===== Supplied passage =====
A common approach to analysis & machine learning applied to audio is to use MelSpectrograms. In short, they are a numerical representation of a signal in both its time & frequency domain. I won't be detailing on the mathematical concepts behind it, but I do reccomend hevily to understand what they are before going on with the project. A good vulgarization can be found here: https://medium.com/analytics-vidhya/understanding-the-mel-spectrogram-fca2afa2ce53 In the article you will also find a link to a video from 3Blue1Brown on the Fourier Transform, an essential mathematical tool in the computation of a MelSpectrogram (highly recommended).
What we need to do is to compute the MelSpectrogram for every .wav file we have. To easily do this, we first generate metadata on the paths to each file, with the information on whether the sound is abnormal or not. The below class does exactly that and saves the metadata as .csv:
tuto/PreProcessing/metaPipeline.py
import pandas as pd
import os
import glob
class PipelineMeta():
def __init__(self):
"""
Initialize class with paths to normal/abnormal .wav files
"""
self.paths=[
"data0db/fan/id_00",
"data0db/fan/id_02",
"data0db/fan/id_04",
"data0db/fan/id_06",
"data6db/fan/id_00",
"data6db/fan/id_02",
"data6db/fan/id_04",
"data6db/fan/id_06",
"data66db/fan/id_00",
"data66db/fan/id_02",
"data66db/fan/id_04",
"data66db/fan/id_06",
]
def datasetGenerator(self,
targetDir,
normalDirName="normal",
abnormalDirName="abnormal",
ext="wav"):
"""
For a given path, define path to each .wav, noting information on normal/abnormal
input
targetDir: path to ind. machine
normalDirName: name for normal .wav files
abnormalDirName: name for abnormal .wav files
ext: extension for audio files
output
normalSet: pandas dataframe contaning file path to all normal .wav audio files of targetDir
abnormalSet: same as normalSet, but for abnormal .wav
"""
# 01 normal list generate
normalFiles = sorted(glob.glob(
os.path.abspath("{dir}/{normalDirName}/*.{ext}".format(dir=targetDir,
normalDirName=normalDirName,
ext=ext))))
normalLabels = False
# 02 abnormal list generate
abnormalFiles = sorted(glob.glob(
os.path.abspath("{dir}/{abnormalDirName}/*.{ext}".format(dir=targetDir,
abnormalDirName=abnormalDirName,
ext=ext))))
abnormalLabels = True
normalSet = pd.DataFrame({"filePath":normalFiles,"label":normalLabels})
abnormalSet = pd.DataFrame({"filePath":abnormalFiles,"label":abnormalLabels})
return normalSet, abnormalSet
def metaGenerator(self, save=False, metaFileName="Meta.csv"):
"""
Method to loop through all individual independent machines for all 3 types of added white noise
input
save: Boolean parameter to save output of method (metadata dataframe) as csv
metaFileName: name for .csv if save=True
output
meta: Dataframe containing filepaths to every .wav in given paths (self.paths from __init__)
"""
normalSet, abnormalSet = self.datasetGenerator(self.paths[0])
meta = normalSet.append(abnormalSet)
for path in self.paths[1:]:
normalSet, abnormalSet = self.datasetGenerator(path)
=====
__Work instructions__:
1. In the MelSpectrogram tutorial, what label value does the code give to files found in the abnormal directory?
2. According to the MelSpectrogram tutorial, why is metadata on the file paths generated before any MelSpectrograms are computed?
===== Information supplied =====
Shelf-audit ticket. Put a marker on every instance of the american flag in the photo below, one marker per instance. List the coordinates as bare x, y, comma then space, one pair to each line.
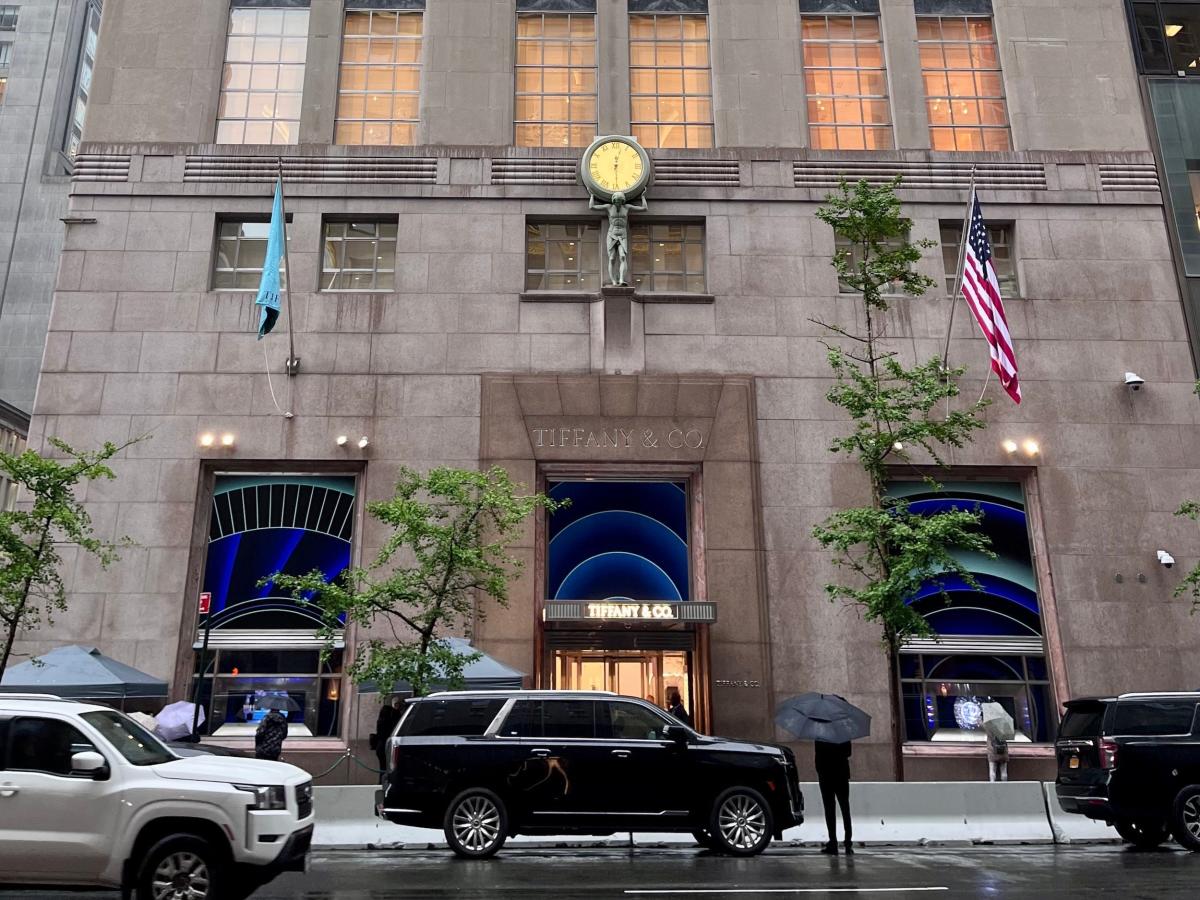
981, 287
=====
__Worked solutions__:
1. True

2. A MelSpectrogram has to be computed for every .wav file. Generating metadata first, with the path to each file and whether its sound is abnormal, makes that step easy.